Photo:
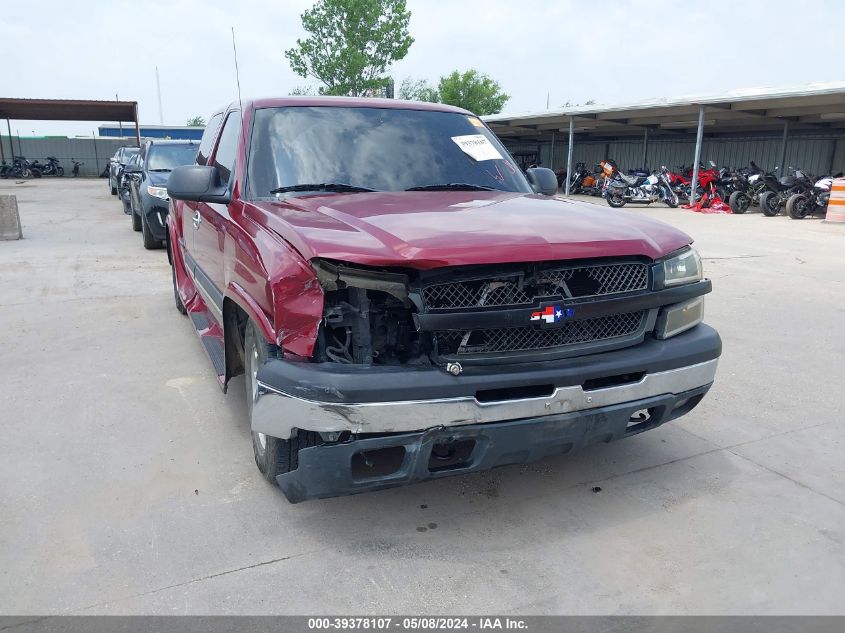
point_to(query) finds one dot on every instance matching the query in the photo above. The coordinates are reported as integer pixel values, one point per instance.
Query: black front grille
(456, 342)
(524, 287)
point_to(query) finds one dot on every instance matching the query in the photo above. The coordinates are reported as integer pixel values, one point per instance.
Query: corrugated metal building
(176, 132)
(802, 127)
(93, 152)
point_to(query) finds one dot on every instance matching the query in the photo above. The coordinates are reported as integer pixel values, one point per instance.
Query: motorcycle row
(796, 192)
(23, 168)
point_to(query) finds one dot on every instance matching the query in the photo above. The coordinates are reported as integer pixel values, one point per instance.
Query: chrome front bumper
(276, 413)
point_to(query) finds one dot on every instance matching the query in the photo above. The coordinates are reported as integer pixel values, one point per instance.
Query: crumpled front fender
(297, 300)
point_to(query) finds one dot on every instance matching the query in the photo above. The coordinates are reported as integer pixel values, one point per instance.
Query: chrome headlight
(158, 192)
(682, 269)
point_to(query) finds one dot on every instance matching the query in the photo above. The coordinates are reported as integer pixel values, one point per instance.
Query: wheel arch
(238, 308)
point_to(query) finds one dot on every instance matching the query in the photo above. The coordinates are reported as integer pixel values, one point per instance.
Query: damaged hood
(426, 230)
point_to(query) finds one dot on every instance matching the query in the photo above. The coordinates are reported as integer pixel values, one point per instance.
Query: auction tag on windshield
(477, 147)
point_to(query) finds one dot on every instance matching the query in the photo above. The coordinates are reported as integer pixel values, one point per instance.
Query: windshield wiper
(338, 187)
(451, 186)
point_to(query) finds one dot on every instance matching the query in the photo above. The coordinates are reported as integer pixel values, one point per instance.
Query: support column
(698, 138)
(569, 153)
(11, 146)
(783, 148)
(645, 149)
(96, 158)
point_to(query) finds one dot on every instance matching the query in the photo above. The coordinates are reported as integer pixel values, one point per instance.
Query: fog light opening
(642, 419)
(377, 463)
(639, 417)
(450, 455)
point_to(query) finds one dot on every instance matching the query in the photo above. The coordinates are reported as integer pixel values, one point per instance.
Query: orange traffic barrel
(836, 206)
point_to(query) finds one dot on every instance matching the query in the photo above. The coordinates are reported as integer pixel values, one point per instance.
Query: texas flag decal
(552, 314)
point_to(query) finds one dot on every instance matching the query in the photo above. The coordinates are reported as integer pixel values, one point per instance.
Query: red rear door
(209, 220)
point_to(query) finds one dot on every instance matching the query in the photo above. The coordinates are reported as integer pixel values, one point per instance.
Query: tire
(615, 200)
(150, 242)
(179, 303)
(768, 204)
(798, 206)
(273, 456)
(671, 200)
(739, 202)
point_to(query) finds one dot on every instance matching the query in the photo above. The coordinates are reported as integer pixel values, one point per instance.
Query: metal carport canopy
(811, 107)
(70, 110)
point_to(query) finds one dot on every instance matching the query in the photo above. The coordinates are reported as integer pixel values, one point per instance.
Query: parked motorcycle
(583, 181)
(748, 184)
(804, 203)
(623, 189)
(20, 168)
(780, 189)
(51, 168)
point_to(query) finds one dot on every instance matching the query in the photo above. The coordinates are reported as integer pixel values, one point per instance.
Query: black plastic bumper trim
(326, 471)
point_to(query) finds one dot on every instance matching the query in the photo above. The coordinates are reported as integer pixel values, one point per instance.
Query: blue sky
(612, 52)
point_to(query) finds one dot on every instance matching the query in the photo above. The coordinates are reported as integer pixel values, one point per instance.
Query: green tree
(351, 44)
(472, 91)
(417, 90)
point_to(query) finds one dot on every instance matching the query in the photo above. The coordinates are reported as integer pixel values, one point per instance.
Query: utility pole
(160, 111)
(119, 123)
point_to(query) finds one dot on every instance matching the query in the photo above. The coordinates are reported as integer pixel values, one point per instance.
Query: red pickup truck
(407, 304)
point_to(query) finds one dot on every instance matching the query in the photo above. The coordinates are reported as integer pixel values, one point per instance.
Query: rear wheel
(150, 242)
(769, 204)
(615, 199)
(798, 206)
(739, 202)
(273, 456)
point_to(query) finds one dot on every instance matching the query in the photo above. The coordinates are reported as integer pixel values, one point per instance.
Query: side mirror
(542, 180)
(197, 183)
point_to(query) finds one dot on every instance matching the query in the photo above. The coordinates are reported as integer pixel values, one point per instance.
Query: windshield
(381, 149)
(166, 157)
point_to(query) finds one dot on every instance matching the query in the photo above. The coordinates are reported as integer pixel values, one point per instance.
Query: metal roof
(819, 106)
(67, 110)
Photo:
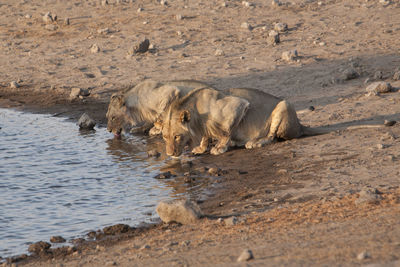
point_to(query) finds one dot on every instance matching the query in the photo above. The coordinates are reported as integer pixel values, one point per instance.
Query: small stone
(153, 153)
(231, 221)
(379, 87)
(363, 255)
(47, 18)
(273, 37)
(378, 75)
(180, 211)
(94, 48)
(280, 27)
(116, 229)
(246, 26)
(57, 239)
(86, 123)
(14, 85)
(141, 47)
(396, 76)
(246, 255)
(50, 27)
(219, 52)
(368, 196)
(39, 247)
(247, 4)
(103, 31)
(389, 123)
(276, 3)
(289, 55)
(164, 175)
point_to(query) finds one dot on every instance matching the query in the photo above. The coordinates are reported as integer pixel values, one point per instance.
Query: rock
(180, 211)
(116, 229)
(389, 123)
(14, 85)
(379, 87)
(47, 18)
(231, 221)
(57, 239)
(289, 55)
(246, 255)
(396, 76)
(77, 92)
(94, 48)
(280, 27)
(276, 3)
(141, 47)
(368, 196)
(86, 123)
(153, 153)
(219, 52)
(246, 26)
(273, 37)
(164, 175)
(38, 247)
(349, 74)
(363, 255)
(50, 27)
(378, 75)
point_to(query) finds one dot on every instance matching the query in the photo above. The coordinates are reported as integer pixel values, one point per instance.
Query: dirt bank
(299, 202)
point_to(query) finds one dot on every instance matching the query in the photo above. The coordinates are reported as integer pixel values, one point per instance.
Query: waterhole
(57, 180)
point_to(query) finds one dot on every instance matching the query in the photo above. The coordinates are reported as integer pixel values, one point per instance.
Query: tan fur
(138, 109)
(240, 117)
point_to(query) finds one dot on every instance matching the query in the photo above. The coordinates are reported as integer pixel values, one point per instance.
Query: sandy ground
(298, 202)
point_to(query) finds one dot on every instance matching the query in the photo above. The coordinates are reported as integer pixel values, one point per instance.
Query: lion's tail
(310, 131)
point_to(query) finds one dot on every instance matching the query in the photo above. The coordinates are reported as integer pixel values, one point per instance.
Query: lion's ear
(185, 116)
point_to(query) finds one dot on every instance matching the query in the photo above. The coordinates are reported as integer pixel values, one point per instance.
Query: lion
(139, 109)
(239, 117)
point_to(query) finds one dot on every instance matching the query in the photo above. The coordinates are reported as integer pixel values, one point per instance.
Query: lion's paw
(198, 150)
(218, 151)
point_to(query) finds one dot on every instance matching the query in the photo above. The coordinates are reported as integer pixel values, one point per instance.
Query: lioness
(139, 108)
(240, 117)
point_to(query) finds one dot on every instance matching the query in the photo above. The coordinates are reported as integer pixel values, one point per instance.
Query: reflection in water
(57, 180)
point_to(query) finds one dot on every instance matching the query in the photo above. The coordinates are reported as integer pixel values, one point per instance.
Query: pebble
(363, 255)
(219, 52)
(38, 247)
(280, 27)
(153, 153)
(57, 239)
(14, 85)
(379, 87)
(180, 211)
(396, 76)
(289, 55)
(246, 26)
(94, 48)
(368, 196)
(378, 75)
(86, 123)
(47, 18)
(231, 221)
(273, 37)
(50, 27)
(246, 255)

◇ ◇ ◇ ◇ ◇

What to work on
Show each line of the data above that contains the string "rear". Matches are case-sensitive.

The result
Query: red rear door
Query: rear wheel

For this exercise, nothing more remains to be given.